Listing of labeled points
---*---

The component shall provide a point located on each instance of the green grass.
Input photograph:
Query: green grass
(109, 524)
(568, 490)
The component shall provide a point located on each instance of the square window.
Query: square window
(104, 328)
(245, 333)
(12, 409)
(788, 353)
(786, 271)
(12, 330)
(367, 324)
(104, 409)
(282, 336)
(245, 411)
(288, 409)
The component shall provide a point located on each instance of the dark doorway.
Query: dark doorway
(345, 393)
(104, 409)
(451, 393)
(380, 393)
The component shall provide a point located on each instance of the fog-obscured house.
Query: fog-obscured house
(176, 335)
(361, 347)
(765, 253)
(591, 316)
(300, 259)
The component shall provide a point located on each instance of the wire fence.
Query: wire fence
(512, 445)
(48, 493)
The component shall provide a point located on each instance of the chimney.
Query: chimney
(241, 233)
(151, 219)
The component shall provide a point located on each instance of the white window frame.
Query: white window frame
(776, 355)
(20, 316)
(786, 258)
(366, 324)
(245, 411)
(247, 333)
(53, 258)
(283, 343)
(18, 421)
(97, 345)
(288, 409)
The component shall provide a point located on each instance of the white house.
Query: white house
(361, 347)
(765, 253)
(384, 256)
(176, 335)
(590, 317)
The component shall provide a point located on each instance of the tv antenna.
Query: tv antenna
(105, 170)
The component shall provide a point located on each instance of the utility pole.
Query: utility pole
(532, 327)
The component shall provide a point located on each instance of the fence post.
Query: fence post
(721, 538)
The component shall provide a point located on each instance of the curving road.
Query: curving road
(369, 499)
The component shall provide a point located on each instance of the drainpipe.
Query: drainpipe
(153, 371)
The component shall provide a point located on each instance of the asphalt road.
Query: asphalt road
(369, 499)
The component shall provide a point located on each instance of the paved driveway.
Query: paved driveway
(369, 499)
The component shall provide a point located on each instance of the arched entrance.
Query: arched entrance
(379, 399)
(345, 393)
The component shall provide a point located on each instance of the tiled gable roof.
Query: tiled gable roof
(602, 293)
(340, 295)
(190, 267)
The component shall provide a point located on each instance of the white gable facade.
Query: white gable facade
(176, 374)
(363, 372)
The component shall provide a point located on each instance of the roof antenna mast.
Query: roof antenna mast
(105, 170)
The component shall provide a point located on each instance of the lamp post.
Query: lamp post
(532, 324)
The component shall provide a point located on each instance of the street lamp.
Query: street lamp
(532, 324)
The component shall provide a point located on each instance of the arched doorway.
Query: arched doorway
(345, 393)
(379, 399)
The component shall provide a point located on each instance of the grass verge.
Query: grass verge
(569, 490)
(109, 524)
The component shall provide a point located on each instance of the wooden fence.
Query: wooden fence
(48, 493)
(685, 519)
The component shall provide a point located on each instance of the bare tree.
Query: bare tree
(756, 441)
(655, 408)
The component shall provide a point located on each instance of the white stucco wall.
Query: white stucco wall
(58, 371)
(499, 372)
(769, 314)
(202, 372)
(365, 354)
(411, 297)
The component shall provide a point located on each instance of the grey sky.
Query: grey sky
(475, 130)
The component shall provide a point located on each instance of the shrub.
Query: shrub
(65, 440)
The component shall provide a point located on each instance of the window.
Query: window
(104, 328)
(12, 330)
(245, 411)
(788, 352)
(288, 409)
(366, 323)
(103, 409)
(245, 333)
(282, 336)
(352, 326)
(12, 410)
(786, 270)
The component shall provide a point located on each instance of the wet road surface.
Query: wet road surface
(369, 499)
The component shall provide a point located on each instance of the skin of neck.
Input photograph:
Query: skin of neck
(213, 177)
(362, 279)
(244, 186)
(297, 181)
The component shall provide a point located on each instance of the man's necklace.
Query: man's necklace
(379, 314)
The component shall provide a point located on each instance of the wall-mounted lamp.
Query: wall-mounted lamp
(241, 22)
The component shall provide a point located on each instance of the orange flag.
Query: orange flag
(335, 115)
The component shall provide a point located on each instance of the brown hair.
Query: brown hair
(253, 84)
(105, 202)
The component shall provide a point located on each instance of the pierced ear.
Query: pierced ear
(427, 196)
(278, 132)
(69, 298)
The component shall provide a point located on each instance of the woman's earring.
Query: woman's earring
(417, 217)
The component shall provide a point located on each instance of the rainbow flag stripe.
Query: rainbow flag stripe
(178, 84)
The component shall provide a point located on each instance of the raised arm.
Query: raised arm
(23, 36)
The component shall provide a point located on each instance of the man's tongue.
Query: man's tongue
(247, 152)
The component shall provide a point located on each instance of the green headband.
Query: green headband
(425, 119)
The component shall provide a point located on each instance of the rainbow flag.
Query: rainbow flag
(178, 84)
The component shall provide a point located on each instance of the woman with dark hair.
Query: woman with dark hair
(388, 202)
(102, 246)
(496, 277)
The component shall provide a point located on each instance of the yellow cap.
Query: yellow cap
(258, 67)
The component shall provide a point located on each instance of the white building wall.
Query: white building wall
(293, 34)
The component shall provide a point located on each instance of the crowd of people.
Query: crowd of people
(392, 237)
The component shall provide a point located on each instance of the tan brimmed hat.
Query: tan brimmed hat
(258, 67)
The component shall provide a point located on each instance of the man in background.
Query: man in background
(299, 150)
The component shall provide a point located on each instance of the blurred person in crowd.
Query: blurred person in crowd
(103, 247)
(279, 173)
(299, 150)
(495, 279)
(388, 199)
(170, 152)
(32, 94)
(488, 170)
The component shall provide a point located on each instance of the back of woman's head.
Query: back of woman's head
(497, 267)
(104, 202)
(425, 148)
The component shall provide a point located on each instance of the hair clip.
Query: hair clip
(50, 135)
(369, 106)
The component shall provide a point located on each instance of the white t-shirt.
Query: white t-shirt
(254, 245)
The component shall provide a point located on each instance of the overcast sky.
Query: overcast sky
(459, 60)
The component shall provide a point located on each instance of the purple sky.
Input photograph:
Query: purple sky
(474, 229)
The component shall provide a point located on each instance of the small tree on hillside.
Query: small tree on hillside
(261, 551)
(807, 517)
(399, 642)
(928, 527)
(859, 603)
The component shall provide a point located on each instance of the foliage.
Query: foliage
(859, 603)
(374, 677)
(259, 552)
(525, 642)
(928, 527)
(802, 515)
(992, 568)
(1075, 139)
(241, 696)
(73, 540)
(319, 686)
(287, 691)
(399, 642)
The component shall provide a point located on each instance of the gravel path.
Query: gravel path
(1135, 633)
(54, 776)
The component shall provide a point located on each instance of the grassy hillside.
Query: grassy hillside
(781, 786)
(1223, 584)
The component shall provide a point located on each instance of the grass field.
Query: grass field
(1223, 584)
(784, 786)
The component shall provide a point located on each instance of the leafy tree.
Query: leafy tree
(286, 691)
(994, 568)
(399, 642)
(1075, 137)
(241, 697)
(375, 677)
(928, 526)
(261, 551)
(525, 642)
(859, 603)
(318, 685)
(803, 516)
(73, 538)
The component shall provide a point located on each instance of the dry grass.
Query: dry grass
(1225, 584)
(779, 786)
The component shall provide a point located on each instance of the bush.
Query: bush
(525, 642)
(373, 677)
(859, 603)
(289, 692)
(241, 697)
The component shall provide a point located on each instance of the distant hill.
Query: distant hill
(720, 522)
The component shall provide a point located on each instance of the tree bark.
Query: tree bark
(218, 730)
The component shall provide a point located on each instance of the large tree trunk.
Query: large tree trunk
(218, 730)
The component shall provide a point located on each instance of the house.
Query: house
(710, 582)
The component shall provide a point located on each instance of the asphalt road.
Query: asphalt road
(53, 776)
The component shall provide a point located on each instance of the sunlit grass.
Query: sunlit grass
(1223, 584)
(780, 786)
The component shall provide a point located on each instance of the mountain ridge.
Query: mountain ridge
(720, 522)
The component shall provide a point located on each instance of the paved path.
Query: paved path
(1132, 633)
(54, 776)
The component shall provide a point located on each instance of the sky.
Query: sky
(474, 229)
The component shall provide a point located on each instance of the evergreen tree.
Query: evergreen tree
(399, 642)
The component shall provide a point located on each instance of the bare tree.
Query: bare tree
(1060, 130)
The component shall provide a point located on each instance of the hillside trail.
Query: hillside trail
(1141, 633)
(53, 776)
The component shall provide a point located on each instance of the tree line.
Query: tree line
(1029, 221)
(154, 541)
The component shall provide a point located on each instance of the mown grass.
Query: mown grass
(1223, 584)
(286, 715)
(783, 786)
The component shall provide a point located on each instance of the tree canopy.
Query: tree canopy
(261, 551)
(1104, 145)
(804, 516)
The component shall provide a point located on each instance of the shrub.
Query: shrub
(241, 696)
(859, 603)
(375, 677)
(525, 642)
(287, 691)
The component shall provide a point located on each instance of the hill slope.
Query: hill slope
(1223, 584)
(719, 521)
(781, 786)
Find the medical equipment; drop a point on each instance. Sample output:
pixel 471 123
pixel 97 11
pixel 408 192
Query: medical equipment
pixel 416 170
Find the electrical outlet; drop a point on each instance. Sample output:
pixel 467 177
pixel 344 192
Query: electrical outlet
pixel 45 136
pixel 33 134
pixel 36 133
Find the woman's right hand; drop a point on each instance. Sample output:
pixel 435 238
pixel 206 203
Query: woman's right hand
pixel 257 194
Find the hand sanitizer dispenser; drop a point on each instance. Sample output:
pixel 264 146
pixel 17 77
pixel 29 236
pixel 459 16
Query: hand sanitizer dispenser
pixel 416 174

---*---

__Problem description__
Copy the listing again, from the line containing "Find the woman's" through the end of the listing, requests included. Multiply every coordinate in the answer points by 2.35 and round each to a whole number, with halves rounded up, leaving the numbers in the requests and their sample outputs unchanged.

__Completed task__
Find the woman's right hand; drop a point on each instance. Sample output:
pixel 435 238
pixel 206 203
Query: woman's right hand
pixel 604 456
Find the hand sanitizer dispenser; drop a point on each instance. Sample output:
pixel 264 146
pixel 17 77
pixel 29 236
pixel 459 16
Query: hand sanitizer dispenser
pixel 978 409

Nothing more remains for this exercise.